- What to work on: The expected answer is the data below, retyped exactly.

- Exercise material:
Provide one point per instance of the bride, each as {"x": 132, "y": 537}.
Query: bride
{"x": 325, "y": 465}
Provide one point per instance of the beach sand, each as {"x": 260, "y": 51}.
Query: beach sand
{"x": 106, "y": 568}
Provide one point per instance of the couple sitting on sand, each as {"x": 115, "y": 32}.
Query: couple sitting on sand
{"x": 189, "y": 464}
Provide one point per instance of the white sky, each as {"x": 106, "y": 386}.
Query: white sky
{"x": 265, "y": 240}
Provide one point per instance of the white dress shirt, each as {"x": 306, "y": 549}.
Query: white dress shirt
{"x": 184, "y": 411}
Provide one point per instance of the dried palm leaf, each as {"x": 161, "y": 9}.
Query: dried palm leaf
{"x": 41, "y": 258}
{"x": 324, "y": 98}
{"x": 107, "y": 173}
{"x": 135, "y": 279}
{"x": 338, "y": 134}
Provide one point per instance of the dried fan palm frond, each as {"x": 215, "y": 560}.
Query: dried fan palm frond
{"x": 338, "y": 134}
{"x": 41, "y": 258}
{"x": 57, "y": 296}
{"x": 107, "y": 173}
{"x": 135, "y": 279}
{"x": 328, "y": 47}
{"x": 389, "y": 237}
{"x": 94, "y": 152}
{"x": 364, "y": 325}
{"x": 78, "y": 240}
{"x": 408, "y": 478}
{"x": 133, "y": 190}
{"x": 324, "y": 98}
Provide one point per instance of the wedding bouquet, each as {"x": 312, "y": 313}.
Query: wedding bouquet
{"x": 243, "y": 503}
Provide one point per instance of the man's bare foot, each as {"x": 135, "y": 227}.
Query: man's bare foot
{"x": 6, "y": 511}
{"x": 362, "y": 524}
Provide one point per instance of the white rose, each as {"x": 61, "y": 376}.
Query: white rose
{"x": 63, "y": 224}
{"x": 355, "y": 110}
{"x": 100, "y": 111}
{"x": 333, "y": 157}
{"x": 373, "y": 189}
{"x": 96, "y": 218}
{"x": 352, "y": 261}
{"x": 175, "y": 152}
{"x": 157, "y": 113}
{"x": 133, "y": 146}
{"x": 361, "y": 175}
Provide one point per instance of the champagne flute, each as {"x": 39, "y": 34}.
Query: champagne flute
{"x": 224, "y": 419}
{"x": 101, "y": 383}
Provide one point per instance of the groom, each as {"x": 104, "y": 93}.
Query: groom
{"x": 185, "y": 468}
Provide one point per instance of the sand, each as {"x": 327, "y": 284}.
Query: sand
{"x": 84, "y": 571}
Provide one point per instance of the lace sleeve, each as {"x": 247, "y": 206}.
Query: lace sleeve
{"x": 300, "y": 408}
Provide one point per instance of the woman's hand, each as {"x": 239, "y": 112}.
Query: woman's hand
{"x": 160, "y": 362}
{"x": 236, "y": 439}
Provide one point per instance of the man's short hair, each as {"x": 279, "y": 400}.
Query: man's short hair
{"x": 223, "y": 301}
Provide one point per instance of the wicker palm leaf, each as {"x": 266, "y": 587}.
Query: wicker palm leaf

- Solution:
Provide one point per instance of the bride, each as {"x": 132, "y": 537}.
Query: bride
{"x": 325, "y": 465}
Provide one point per instance of the beach sand, each as {"x": 260, "y": 51}.
Query: beach sand
{"x": 106, "y": 568}
Provide one point per instance of the couple sitting on sand, each as {"x": 115, "y": 32}.
Query: couple sitting on sand
{"x": 189, "y": 464}
Provide one point per instance of the white sky, each as {"x": 106, "y": 386}.
Query: white sky
{"x": 265, "y": 240}
Provide one point per instance of the white dress shirt, each as {"x": 306, "y": 549}.
Query: white dress shirt
{"x": 184, "y": 411}
Provide one point per instance of the dried palm leaf, each as {"x": 161, "y": 9}.
Query: dried palm leaf
{"x": 41, "y": 258}
{"x": 324, "y": 98}
{"x": 107, "y": 173}
{"x": 135, "y": 279}
{"x": 338, "y": 134}
Provide one point per instance of the dried fan palm frond, each as {"x": 215, "y": 560}.
Query: dried fan palm frond
{"x": 338, "y": 134}
{"x": 41, "y": 258}
{"x": 57, "y": 296}
{"x": 107, "y": 173}
{"x": 135, "y": 279}
{"x": 328, "y": 47}
{"x": 389, "y": 237}
{"x": 94, "y": 152}
{"x": 364, "y": 325}
{"x": 78, "y": 240}
{"x": 408, "y": 478}
{"x": 133, "y": 190}
{"x": 324, "y": 98}
Provide one point per instance of the wedding bouquet, each as {"x": 312, "y": 313}.
Query: wedding bouquet
{"x": 243, "y": 503}
Provide one point per instance of the man's bare foot, each as {"x": 135, "y": 227}.
Query: man's bare foot
{"x": 6, "y": 511}
{"x": 362, "y": 524}
Provide one point per instance of the white rose, each as {"x": 61, "y": 376}.
Query: white rose
{"x": 63, "y": 224}
{"x": 355, "y": 110}
{"x": 100, "y": 111}
{"x": 333, "y": 157}
{"x": 373, "y": 189}
{"x": 96, "y": 218}
{"x": 352, "y": 261}
{"x": 175, "y": 152}
{"x": 157, "y": 113}
{"x": 133, "y": 146}
{"x": 361, "y": 175}
Provide one point per instance of the champagne flute, each as {"x": 39, "y": 34}.
Query: champagne flute
{"x": 224, "y": 419}
{"x": 101, "y": 383}
Provide one point per instance of the groom, each as {"x": 104, "y": 93}.
Query: groom
{"x": 185, "y": 468}
Provide one point per instance of the sand, each as {"x": 327, "y": 284}.
Query: sand
{"x": 84, "y": 571}
Provide one point per instance of the lace sleeve, each as {"x": 247, "y": 206}.
Query: lace sleeve
{"x": 300, "y": 408}
Provide one point per instance of the woman's hand, each as {"x": 239, "y": 112}.
Query: woman's hand
{"x": 160, "y": 362}
{"x": 236, "y": 439}
Provide one point per instance of the man's short hair, each as {"x": 279, "y": 400}.
Query: man's short hair
{"x": 223, "y": 301}
Provide one point per instance of the wicker palm leaf, each as {"x": 266, "y": 587}.
Query: wicker palm leaf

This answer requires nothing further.